__TASK OBJECTIVE__: Output the full material exactly as it appears here.

__Point annotation records__:
========================
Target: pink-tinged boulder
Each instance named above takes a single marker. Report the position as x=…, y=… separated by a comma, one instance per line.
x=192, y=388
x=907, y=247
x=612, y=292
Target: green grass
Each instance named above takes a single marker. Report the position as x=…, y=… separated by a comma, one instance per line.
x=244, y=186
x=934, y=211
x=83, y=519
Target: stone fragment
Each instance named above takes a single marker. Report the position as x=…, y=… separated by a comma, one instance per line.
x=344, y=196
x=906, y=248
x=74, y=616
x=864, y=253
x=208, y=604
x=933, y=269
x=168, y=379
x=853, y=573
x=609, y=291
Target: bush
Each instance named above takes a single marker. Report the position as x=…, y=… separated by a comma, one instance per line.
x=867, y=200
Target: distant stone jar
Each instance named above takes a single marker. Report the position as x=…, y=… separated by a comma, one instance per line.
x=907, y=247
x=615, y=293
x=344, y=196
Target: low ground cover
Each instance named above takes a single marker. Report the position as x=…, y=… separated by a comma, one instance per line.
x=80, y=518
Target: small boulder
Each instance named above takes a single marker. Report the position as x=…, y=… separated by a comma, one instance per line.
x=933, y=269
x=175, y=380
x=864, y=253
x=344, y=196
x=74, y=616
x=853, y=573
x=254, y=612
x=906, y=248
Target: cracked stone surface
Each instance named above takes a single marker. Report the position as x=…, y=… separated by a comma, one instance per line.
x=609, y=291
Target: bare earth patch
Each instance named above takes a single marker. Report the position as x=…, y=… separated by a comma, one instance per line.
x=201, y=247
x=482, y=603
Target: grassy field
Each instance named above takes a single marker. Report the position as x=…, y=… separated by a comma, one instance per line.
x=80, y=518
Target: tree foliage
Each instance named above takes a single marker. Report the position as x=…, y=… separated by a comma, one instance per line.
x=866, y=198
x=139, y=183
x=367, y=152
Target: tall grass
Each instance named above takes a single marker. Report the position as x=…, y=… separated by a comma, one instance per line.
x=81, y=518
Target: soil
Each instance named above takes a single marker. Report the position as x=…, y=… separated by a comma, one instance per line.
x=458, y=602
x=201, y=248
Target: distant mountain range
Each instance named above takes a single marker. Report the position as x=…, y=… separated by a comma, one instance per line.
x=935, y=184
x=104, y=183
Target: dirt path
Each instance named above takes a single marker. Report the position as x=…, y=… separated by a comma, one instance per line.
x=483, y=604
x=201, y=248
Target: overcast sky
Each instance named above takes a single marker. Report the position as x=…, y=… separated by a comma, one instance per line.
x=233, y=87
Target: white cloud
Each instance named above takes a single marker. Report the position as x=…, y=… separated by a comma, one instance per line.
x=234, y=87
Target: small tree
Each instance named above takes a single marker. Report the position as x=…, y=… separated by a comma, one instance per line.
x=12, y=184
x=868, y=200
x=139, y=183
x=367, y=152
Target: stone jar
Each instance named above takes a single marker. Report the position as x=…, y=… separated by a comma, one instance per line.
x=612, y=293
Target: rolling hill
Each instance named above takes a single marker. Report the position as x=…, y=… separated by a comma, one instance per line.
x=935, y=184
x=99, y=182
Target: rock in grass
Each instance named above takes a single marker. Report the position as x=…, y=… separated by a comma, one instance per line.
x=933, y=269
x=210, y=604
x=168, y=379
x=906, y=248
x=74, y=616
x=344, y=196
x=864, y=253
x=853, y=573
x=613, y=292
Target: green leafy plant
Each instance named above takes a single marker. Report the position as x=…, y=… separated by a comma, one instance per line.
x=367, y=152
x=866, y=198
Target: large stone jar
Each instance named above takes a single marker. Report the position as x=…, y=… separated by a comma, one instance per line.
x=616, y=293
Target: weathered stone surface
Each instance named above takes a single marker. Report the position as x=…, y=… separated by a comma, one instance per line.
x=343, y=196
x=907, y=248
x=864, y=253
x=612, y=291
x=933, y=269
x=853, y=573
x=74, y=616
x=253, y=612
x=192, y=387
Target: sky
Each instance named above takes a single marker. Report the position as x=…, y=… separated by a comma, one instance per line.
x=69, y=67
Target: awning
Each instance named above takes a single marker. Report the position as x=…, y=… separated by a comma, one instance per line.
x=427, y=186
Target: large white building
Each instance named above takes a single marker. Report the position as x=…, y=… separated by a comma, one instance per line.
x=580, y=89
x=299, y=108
========================
__CORRECT RESULT__:
Target: pink-tinged boulder
Each instance named above takes a single marker. Report the position as x=…, y=… separated by a comma, one instance per line.
x=192, y=388
x=907, y=247
x=612, y=292
Target: green grass
Each instance named above takes a single marker. Report the position as x=…, y=… separated by a comma, one instance per line.
x=244, y=186
x=934, y=211
x=83, y=519
Target: stone fragment
Each instance named above takes a single marker. Report the position as x=…, y=… separated by a comma, one instance per line.
x=344, y=196
x=906, y=248
x=74, y=616
x=864, y=253
x=208, y=604
x=933, y=269
x=168, y=379
x=853, y=573
x=609, y=291
Target: bush
Each instance named above takes a single marker. Report the position as x=…, y=… separated by a comma, one instance per line.
x=867, y=200
Target: distant stone jar
Each instance named above takes a single marker. Report the position as x=…, y=… separated by a comma, one instance per line.
x=907, y=247
x=615, y=293
x=344, y=196
Target: low ground cover
Each instance named above takes a single marker. Report the position as x=…, y=… separated by a comma, one instance per line.
x=80, y=518
Target: small boulder
Each instance named above takes a single marker. Report the position as x=…, y=… separated by a comma, one instance per line.
x=933, y=269
x=175, y=380
x=864, y=253
x=344, y=196
x=74, y=616
x=853, y=573
x=254, y=612
x=906, y=248
Target: cracked stone surface
Each instance named above takes a single marker. Report the position as x=…, y=… separated by a comma, one instance per line.
x=609, y=291
Target: bare earth patch
Each instance named above takes a single marker. Report the position as x=…, y=… separated by a comma, one instance per line.
x=201, y=247
x=482, y=603
Target: grassy field
Each instance named above takes a single marker. Report the position as x=…, y=… separated by a comma, one instance per line.
x=80, y=518
Target: tree foliage
Each instance named above takes a single marker. Report the position as x=…, y=… separated by a comma, one instance per line.
x=866, y=198
x=139, y=183
x=367, y=152
Target: tall grass
Each instance named above takes a single marker. Report the position as x=…, y=… separated by a comma, one instance per line.
x=81, y=518
Target: soil
Each instance named above takes a single marker. Report the position as x=…, y=… separated by a comma, one instance per line.
x=458, y=602
x=201, y=248
Target: distant mountain range
Each instance named above takes a single marker. Report the position as x=…, y=… separated by a comma, one instance per line.
x=935, y=184
x=104, y=183
Target: dirt path
Each instance named above takes a single marker. Report the position as x=…, y=… separated by a comma, one instance per line.
x=483, y=604
x=201, y=248
Target: overcast sky
Each instance named above takes a single marker. Report the position as x=…, y=… separated by a comma, one instance per line.
x=233, y=87
Target: white cloud
Each instance named above takes a single marker. Report the position as x=…, y=… separated by a comma, one instance per line.
x=234, y=87
Target: small tree
Each instance named above takes a single marker. Report the position as x=…, y=… separated by a comma, one instance per line.
x=12, y=184
x=868, y=200
x=139, y=183
x=367, y=152
Target: stone jar
Each instance named above takes a single marker. Report the position as x=…, y=… separated by a comma, one instance per line.
x=612, y=293
Target: rolling hill
Each instance named above takes a single marker. Report the position as x=…, y=… separated by a comma, one instance per line.
x=935, y=184
x=99, y=182
Target: rock in grass
Each instance named above takes a single marker. Report the position as x=…, y=… separated by a comma, one instance per line.
x=933, y=269
x=210, y=604
x=168, y=379
x=906, y=248
x=74, y=616
x=344, y=196
x=864, y=253
x=853, y=573
x=613, y=292
Target: green leafy plant
Each instance named above takes a single marker. Report the position as x=…, y=… separated by a comma, one instance per line.
x=367, y=152
x=866, y=198
Target: large stone jar
Each instance named above takes a single marker. Report the position as x=…, y=… separated by a comma, one instance per line.
x=616, y=293
Target: weathered stone surface
Each instance named above takes a single marker. Report the position as x=…, y=… separated by a comma, one instance per line.
x=343, y=196
x=907, y=248
x=864, y=253
x=612, y=291
x=933, y=269
x=853, y=573
x=74, y=616
x=253, y=612
x=192, y=387
Target: sky
Each instance named above takes a single marker. Report the position as x=…, y=… separated by a comma, one instance per line.
x=69, y=67
Target: awning
Each instance named above takes a single marker. Report the position as x=…, y=… separated by a comma, one instance per line.
x=427, y=186
Target: large white building
Each instance named above takes a single marker. Report the position as x=…, y=… separated by a comma, one instance per line.
x=580, y=89
x=299, y=108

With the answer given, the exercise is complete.